# Dodgy Cwc G10?



## andytyc (Sep 9, 2006)

Hi all,

I was just looking through the bay when I saw this G10: 260095934776

Looks a bit dodgy me thinks. The length of the hands aren't right, the crown isn't snug and being a 1981 model, it should be a thick case model which I'm not sure it is.

I remember remember reading somewhere tha you could buy boxes of these G10's for not much money.

andy


----------



## Griff (Feb 23, 2003)

Hmmmmmmm..................









Not sure. Cant recall the numbers are in the right position on the case back

Over to others


----------



## nobbynobbs (Jul 26, 2006)

100% definately fake. Silvermans own website confirms this, let alone 86 is not as valid Nato country code (UK is 99)

Cheers, Nobby


----------



## pg tips (May 16, 2003)

**Written instruction 1**
Transcribe the part of the forum thread about the CWC G10 watch that opens with the words containing "Not sure. Cant" and closes with "code (UK is 99)".
**Written instruction 2**
Write the next part of the forum thread about the CWC G10 watch, starting after its last line.

Entries from a dataset:
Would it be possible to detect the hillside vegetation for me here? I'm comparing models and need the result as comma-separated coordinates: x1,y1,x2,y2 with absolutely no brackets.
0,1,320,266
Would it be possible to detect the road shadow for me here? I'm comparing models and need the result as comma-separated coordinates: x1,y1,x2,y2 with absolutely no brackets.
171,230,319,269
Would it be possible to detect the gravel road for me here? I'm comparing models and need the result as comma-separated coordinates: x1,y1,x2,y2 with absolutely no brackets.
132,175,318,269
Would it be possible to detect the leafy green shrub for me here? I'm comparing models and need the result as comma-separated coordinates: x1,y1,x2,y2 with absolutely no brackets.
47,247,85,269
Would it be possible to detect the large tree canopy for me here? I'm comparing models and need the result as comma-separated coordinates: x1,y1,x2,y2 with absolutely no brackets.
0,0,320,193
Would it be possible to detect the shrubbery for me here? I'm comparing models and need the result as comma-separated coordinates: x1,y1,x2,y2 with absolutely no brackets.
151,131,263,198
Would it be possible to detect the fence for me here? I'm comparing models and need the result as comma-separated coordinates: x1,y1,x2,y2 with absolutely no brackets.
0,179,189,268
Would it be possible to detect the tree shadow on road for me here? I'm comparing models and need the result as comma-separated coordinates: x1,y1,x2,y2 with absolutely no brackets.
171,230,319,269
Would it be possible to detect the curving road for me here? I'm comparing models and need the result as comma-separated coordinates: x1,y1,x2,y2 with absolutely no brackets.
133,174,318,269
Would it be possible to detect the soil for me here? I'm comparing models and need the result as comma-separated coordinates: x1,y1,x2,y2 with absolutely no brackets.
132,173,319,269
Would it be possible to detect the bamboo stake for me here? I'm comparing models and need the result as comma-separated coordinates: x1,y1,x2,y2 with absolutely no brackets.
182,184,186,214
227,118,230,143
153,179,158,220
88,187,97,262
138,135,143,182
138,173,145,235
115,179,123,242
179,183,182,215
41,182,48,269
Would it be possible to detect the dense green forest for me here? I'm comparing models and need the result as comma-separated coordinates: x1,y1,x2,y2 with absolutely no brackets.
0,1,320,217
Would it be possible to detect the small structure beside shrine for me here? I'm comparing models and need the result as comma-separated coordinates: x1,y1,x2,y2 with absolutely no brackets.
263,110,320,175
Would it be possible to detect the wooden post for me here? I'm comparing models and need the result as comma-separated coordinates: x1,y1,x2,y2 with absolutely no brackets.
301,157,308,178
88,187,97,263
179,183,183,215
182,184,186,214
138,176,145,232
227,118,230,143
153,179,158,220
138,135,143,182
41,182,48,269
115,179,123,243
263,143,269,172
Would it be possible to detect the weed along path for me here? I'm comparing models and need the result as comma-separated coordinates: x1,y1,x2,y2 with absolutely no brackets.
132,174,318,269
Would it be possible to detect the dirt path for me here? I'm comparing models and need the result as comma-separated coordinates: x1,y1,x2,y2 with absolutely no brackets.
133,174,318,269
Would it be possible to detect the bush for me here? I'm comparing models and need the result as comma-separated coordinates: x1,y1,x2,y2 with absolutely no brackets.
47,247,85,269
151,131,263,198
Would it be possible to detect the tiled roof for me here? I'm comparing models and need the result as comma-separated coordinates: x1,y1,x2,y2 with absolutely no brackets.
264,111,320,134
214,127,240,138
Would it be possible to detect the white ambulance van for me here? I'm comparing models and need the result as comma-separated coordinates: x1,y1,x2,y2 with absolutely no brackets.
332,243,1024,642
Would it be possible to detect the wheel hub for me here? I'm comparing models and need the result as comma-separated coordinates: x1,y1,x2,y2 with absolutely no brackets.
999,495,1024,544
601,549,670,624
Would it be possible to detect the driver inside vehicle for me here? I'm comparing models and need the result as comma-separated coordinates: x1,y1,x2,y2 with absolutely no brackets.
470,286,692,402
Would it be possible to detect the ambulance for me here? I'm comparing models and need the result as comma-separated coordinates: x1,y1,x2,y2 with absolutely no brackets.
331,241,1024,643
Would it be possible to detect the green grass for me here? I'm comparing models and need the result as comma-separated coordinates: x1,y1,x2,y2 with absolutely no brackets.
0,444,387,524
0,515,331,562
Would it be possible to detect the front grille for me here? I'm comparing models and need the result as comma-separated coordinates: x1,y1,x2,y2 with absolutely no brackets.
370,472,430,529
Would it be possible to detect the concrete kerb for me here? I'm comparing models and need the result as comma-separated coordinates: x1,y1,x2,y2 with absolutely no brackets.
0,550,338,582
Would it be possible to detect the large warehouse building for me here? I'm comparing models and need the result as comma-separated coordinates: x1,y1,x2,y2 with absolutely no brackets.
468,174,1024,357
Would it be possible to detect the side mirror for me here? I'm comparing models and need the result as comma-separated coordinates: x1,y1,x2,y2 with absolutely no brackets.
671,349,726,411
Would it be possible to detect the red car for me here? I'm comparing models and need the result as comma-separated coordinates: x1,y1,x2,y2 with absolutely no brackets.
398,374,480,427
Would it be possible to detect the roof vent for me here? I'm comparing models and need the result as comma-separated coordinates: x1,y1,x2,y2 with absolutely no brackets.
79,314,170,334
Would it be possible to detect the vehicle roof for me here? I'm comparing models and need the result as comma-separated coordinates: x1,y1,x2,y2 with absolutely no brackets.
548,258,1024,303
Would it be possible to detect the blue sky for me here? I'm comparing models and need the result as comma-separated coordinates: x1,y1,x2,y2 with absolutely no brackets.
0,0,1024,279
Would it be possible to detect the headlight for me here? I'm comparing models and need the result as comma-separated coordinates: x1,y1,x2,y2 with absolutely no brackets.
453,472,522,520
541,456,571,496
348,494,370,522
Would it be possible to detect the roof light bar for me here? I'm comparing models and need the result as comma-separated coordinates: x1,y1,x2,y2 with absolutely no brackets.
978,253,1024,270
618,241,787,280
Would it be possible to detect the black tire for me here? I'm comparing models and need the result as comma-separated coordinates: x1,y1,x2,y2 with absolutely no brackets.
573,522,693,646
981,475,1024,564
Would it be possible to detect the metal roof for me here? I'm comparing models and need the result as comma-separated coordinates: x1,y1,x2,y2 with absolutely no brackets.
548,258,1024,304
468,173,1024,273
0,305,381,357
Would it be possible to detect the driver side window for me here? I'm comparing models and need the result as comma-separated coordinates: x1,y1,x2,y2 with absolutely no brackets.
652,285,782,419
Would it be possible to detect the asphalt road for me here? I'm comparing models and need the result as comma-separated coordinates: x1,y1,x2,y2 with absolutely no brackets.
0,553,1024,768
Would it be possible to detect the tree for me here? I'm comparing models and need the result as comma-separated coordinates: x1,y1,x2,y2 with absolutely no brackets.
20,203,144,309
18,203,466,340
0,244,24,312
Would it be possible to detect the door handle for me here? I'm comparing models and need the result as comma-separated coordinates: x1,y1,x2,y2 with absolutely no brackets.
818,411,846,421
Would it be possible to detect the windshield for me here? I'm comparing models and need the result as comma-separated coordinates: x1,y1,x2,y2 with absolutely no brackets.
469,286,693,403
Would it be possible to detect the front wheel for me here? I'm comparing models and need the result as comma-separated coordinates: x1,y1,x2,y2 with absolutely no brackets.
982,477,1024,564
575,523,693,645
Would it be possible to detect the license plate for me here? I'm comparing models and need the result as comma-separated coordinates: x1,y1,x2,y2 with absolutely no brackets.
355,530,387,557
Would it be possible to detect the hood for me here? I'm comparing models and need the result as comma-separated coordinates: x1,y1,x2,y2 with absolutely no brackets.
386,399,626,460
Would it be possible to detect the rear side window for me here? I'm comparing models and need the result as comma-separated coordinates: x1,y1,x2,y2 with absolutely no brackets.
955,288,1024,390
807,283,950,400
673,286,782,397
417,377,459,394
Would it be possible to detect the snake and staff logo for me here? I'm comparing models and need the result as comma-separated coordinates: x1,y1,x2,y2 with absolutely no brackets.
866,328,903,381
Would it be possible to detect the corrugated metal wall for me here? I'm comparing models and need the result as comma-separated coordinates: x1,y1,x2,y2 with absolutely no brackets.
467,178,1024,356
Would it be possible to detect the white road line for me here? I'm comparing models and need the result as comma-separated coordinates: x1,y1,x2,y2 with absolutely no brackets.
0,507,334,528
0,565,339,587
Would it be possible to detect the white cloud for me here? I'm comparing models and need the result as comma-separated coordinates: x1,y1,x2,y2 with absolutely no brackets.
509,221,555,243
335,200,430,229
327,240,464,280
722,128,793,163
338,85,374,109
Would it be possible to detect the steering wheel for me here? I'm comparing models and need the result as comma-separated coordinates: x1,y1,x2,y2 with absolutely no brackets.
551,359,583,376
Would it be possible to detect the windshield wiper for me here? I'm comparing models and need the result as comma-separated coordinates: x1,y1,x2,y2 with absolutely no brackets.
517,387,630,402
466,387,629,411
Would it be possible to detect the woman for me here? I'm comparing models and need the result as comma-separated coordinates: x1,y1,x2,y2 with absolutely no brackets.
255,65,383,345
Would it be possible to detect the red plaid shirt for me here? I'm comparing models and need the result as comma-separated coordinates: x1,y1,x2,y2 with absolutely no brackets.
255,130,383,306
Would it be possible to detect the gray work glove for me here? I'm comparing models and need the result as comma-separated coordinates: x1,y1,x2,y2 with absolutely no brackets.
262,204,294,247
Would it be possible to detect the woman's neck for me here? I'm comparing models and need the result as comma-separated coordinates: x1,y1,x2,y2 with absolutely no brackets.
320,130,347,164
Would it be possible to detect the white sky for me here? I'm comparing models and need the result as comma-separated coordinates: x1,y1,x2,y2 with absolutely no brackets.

**Expected output 1**
Not sure. Cant recall the numbers are in the right position on the case back

Over to others


----------



## nobbynobbs (Jul 26, 2006)

100% definately fake. Silvermans own website confirms this, let alone 86 is not as valid Nato country code (UK is 99)

**Expected output 2**
Yep Maseman has got one, totally fake, look at the link below

http://www.thewatchforum.co.uk/index.php?showtopic=16542


----------



## pg tips (May 16, 2003)

just emailed the seller







maybe not a good idea as I'm interested in another of his items but he may be genuine and unaware.


----------



## pg tips (May 16, 2003)

just got sniped on what i was after, now to contact the bidders


----------



## pg tips (May 16, 2003)

Well informed ebay and emailed the seller and the bidders, two bidders have responded with thanks but not the high bidder as of yet.

I hope he doesn't end up paying Â£40 for this.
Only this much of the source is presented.